*WHAT YOU NEED TO DO*. Lay out the lines below, starting at the line that contains "One pin per instance of the zebra tail, set" and ending at the line that contains "<point>458,276</point>", as a Markdown table with the columns Row and Line. Number each row and leave out any blank lines.

*EXERCISE MATERIAL*.
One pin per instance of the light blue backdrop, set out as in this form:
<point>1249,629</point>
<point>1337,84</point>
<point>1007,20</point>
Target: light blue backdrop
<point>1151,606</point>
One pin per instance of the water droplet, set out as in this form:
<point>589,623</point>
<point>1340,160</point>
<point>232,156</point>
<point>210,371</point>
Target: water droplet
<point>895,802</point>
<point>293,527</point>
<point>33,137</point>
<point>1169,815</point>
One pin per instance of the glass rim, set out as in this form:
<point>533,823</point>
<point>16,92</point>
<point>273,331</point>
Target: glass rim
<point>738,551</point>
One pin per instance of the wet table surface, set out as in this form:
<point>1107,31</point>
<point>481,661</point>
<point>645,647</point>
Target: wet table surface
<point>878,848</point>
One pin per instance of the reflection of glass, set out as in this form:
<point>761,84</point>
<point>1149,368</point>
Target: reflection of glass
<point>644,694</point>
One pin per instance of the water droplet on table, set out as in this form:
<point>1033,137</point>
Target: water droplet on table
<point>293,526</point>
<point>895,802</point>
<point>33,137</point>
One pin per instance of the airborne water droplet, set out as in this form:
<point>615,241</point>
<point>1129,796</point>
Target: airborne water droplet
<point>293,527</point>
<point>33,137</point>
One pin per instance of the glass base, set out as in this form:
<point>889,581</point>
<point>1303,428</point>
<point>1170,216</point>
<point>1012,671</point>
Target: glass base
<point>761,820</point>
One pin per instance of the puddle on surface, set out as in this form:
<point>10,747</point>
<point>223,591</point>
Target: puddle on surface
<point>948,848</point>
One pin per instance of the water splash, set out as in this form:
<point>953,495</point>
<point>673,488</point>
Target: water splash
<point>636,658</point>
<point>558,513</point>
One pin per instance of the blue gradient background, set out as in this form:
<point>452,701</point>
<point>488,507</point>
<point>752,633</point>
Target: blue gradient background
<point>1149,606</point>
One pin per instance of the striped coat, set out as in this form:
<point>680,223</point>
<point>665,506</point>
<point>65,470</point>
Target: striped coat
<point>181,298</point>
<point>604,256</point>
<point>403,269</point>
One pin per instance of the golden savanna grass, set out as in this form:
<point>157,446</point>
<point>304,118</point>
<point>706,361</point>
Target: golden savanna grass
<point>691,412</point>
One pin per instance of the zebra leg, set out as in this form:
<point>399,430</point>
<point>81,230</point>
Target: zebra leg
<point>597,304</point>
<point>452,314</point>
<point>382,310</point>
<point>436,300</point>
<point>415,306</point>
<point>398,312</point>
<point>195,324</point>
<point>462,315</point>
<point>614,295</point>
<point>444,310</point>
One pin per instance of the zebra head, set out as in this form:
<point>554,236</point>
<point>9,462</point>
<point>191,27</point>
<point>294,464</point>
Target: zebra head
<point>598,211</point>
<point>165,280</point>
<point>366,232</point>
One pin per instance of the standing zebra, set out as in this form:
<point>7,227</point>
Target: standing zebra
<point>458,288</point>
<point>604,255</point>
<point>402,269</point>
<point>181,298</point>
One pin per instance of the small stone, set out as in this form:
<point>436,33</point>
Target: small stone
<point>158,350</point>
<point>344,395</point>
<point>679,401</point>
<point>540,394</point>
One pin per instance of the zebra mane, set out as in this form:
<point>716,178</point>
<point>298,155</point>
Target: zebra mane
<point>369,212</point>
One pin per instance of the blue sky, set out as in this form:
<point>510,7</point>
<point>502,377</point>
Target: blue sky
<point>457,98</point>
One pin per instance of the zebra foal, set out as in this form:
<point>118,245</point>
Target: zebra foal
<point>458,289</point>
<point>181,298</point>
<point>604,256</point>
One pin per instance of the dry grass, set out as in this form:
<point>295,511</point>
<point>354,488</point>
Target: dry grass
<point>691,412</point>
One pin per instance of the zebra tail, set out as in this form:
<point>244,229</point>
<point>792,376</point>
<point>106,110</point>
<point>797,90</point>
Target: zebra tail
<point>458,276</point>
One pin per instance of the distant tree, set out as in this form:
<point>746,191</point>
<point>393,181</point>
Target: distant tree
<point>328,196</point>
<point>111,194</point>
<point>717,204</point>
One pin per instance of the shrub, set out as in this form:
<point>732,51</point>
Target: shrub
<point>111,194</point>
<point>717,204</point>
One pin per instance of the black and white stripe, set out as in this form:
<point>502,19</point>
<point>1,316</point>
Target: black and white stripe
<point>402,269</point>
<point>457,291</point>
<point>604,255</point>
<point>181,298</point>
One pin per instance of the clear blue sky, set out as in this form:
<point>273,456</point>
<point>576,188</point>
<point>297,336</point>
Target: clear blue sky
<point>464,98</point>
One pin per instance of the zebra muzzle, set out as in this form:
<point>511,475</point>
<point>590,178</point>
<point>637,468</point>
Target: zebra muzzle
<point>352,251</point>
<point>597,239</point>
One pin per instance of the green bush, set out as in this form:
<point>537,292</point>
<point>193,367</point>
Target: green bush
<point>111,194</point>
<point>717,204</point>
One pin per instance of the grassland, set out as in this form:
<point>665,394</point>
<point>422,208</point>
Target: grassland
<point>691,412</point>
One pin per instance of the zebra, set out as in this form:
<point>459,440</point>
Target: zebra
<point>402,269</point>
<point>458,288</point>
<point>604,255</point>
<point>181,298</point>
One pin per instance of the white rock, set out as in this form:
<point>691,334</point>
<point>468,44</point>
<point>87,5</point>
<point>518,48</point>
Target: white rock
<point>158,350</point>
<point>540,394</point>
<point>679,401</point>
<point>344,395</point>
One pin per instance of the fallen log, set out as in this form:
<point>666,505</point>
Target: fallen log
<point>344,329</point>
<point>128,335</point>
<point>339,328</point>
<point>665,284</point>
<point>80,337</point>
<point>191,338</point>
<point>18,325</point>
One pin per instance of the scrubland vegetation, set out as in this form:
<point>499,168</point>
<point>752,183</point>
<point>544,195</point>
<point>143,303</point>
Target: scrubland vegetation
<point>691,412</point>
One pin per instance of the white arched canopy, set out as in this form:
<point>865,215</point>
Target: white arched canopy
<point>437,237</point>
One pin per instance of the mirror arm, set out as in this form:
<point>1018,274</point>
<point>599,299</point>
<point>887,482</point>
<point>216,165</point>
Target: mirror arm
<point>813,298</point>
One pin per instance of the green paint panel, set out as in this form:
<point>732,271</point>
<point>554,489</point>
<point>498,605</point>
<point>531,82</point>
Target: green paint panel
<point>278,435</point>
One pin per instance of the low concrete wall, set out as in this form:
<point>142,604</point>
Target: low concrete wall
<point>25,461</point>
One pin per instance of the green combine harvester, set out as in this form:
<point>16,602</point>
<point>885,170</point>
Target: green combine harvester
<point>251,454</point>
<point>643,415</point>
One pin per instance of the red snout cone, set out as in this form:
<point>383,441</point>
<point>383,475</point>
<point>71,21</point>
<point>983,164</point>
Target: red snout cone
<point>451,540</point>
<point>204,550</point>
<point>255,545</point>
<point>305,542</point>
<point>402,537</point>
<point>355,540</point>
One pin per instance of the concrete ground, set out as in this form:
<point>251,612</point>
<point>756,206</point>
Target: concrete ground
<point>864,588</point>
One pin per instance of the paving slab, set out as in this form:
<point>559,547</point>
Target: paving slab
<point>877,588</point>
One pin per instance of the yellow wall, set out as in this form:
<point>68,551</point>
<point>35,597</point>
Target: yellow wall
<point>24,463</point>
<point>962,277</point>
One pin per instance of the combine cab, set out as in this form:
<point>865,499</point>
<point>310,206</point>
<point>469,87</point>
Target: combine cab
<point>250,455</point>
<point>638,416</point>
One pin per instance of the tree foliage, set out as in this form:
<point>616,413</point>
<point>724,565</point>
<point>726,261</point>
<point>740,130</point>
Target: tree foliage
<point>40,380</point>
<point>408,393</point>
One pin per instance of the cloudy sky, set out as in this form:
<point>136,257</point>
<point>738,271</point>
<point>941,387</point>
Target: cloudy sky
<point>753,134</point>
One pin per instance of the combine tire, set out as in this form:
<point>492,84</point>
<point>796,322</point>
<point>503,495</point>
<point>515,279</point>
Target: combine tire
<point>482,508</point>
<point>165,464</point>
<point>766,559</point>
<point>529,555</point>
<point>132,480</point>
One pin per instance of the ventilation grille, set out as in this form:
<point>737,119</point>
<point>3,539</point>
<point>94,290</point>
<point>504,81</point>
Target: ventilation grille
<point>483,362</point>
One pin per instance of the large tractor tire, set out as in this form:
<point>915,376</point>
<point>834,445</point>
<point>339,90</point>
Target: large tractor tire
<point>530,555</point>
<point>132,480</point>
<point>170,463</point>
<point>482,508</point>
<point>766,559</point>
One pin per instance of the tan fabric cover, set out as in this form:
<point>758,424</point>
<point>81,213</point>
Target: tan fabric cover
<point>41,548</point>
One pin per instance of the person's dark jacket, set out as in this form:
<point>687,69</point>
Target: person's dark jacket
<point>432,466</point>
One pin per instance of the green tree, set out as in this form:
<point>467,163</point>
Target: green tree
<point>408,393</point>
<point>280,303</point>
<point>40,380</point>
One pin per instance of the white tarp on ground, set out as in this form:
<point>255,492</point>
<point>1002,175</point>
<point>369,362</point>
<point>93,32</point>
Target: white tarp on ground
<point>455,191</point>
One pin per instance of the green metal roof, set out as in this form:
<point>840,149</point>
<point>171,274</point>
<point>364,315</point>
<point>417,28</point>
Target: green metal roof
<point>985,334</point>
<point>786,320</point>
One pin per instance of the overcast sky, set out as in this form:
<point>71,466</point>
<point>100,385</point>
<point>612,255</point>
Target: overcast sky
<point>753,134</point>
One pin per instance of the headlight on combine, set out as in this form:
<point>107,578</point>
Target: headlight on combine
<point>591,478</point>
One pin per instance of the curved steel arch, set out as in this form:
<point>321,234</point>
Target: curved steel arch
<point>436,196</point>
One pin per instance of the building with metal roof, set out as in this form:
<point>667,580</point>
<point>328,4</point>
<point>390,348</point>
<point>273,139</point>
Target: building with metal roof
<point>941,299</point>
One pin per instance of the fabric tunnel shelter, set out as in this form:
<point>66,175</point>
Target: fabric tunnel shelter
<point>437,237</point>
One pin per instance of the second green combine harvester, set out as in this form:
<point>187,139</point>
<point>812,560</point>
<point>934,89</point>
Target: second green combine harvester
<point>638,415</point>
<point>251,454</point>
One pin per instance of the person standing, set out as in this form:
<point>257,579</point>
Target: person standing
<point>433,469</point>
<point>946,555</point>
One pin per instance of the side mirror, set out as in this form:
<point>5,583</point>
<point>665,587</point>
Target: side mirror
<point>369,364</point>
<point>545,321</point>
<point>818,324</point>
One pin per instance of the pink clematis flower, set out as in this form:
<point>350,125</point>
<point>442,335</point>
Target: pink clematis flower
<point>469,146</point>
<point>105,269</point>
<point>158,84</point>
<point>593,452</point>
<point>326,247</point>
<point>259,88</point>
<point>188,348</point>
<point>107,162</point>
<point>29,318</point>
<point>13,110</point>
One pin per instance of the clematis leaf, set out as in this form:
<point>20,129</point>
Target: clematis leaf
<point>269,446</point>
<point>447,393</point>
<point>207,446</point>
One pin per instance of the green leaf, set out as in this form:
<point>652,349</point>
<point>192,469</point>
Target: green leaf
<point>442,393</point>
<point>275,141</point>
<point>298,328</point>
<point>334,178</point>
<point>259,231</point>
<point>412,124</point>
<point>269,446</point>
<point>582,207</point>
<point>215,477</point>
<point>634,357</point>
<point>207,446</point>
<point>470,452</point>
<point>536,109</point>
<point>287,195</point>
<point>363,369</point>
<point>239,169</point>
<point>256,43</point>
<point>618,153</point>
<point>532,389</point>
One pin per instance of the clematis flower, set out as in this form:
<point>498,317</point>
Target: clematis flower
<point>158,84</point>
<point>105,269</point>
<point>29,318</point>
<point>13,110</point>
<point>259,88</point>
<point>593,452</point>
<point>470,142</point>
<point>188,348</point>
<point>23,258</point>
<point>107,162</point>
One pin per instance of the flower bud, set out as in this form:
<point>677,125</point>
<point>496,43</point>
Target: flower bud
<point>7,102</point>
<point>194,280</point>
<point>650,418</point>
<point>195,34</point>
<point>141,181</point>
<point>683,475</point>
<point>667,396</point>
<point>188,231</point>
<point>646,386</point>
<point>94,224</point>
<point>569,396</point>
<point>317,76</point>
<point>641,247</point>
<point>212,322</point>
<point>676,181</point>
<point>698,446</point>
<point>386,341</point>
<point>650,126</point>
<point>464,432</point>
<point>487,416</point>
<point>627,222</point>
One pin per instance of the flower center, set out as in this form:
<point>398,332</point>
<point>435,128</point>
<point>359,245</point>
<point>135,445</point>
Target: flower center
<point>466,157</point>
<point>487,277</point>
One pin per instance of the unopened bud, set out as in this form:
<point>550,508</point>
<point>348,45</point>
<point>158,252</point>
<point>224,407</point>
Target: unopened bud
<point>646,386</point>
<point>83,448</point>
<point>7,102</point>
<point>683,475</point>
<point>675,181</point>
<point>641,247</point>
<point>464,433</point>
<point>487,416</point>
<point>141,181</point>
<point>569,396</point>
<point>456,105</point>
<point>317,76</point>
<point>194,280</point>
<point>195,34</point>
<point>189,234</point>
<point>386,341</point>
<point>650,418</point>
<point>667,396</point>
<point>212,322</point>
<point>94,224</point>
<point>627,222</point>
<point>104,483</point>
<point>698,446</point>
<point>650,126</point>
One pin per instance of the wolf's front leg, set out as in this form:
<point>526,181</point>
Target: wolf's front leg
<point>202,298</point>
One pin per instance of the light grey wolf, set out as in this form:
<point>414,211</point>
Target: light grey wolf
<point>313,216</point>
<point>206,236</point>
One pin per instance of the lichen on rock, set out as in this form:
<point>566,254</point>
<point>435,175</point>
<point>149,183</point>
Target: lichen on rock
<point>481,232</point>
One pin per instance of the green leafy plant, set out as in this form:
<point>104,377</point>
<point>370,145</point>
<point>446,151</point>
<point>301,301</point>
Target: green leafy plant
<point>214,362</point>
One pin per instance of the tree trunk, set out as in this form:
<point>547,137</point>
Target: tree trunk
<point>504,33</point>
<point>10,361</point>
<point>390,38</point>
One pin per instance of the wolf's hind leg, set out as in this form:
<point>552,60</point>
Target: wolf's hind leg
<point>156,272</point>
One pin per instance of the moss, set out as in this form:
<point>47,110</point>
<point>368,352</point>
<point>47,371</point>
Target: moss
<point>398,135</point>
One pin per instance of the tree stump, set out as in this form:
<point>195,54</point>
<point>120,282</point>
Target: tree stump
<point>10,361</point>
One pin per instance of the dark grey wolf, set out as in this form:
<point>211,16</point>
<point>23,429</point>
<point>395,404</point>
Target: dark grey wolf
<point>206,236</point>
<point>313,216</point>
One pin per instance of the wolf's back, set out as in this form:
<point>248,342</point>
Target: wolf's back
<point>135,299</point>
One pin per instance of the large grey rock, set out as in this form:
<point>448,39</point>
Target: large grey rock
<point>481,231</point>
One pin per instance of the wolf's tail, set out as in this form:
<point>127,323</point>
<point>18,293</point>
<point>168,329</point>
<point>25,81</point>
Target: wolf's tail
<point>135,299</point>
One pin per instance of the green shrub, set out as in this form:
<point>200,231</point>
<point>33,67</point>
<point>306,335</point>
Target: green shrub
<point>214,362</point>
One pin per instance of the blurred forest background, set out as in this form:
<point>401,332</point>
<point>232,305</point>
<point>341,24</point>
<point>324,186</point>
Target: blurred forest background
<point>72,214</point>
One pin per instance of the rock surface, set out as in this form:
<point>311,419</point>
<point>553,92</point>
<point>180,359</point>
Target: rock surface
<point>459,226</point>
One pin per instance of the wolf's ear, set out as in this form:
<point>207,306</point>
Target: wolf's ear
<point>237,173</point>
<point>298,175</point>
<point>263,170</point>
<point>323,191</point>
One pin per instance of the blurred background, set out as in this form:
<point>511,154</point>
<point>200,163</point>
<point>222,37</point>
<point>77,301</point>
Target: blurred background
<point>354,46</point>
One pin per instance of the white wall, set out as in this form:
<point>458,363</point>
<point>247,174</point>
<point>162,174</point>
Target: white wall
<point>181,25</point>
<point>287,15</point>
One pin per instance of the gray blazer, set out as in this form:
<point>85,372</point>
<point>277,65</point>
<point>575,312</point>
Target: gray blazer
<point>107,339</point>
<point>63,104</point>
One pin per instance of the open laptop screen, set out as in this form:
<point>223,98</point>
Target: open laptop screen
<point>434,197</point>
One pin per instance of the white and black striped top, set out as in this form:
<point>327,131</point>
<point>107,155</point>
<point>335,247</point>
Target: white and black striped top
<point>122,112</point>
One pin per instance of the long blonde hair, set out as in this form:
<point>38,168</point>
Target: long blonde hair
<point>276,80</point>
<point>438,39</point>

*SOLUTION BELOW*.
| Row | Line |
|---|---|
| 1 | One pin per instance of the zebra tail, set out as in this form: |
| 2 | <point>244,229</point> |
| 3 | <point>792,376</point> |
| 4 | <point>106,110</point> |
| 5 | <point>797,90</point> |
| 6 | Target: zebra tail |
| 7 | <point>458,276</point> |